=== AIM OF THE TASK ===
Return the data that follows exactly as it appears. Pictures do not belong in the copy.

[Natural-language object grounding data]
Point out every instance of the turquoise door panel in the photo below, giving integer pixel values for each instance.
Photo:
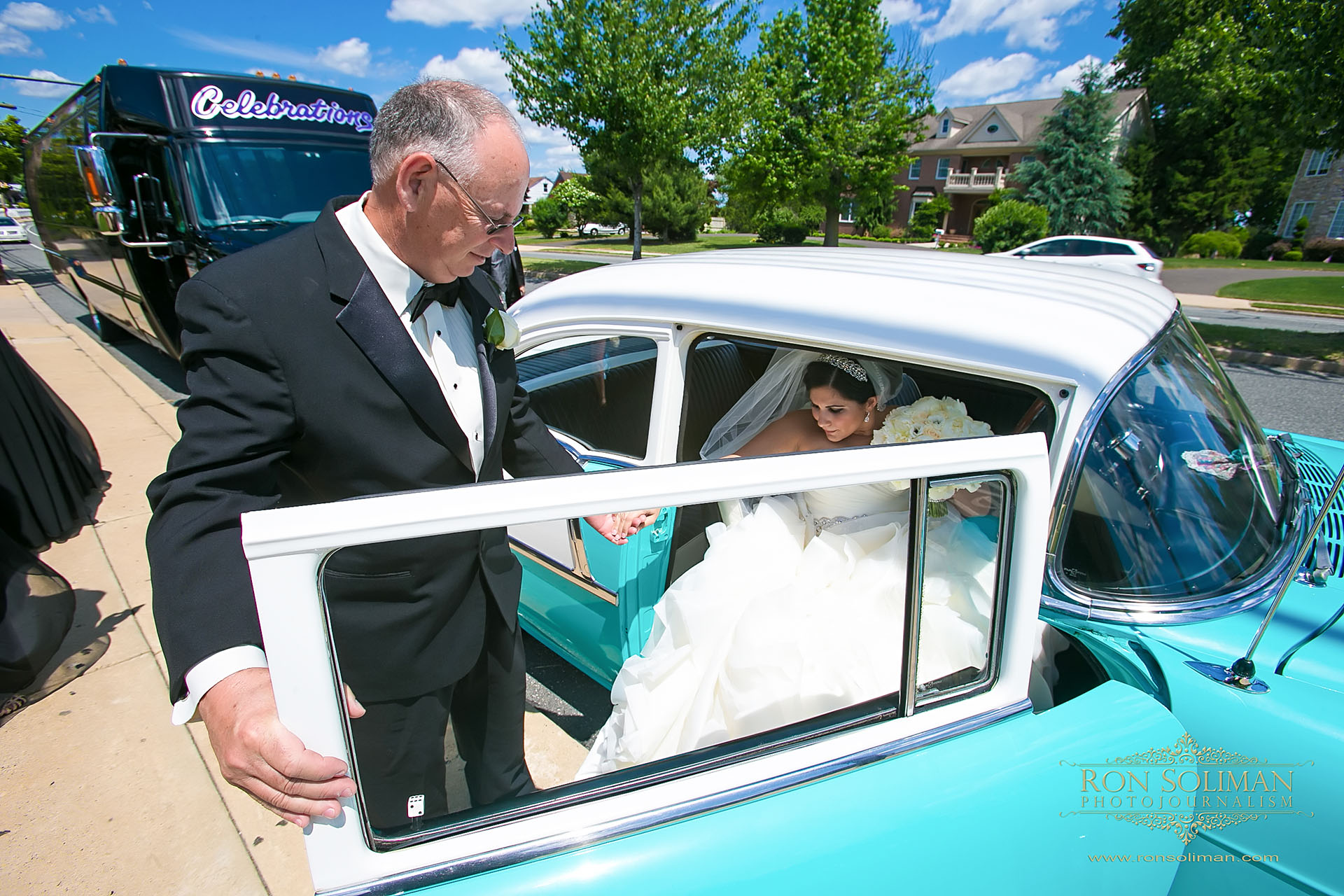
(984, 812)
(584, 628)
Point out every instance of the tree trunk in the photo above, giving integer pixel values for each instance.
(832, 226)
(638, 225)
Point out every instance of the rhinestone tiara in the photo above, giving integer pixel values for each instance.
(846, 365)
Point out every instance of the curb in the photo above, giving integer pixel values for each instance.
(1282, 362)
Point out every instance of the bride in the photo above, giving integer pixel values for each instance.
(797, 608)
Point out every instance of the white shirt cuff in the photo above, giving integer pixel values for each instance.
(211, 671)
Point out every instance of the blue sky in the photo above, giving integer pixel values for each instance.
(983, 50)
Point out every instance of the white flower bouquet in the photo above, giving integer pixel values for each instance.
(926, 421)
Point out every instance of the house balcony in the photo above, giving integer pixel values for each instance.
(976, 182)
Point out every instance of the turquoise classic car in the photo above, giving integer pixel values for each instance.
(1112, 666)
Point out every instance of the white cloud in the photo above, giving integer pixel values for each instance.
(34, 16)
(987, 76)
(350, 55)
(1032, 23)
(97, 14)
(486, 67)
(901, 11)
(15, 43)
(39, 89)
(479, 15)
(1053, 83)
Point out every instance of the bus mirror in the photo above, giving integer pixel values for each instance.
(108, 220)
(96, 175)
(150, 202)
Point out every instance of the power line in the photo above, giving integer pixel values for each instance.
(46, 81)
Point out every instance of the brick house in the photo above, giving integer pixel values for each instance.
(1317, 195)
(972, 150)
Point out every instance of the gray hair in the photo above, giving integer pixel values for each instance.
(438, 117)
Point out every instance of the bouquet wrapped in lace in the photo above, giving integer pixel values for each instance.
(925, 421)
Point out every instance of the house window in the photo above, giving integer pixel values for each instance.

=== TASK RESULT ===
Point out every instance of the turquoise door panel in the photo below, giving integer pixel values for each instance.
Photo:
(984, 812)
(584, 628)
Point out every instance of the tree trunk in the photo above, giving integer pixel values for each instance.
(832, 226)
(638, 225)
Point out every instance of the rhinestone tiara in the photo above, giving integer pixel values for each instance.
(846, 365)
Point out every instance of the curb in the photo above, giving integer pixel values for each instance.
(1282, 362)
Point out every instance of the bride in the photo above, giving integer pixel values for each instance.
(797, 608)
Point out every instance of the white shirt cuff in the photo above, giving integer pixel values for each instance.
(211, 671)
Point out every instance of the blue sky in the photo above, giving integer pixel values for each instance.
(983, 50)
Point out every instance of the white flower bouquet in the photo above, giving integer pixel values for each instance.
(926, 421)
Point out every instance of the house balcony in the photo above, giving integer pixel values for each instance.
(976, 182)
Point out every instance of the turquoise classic car in the photo above, giving integer pixel values for each instance.
(1112, 666)
Point out every instance of the white cloud in the photo above, giving integer pixel values for each instance.
(34, 16)
(987, 76)
(350, 55)
(1032, 23)
(97, 14)
(486, 67)
(901, 11)
(15, 43)
(39, 89)
(479, 15)
(1053, 83)
Point out every instance of the bus mirror in the photo above, giving integer pixel values for each instance.
(108, 220)
(96, 175)
(150, 202)
Point out every instance of the power line in the photo above, giving integer pixel values for each instance.
(46, 81)
Point out every instance of the brick house in the photo above, giving integer pixel values for each instance.
(1317, 195)
(972, 150)
Point out every instance of the gray hair in the photo above, giving integer pixel values for each instance.
(438, 117)
Point out every instance of the bouquet wrapped in lace in the photo above, giving integer pixel values for each instance.
(925, 421)
Point out every instance of the house window in the photo above, giving integer pixel values for each instance.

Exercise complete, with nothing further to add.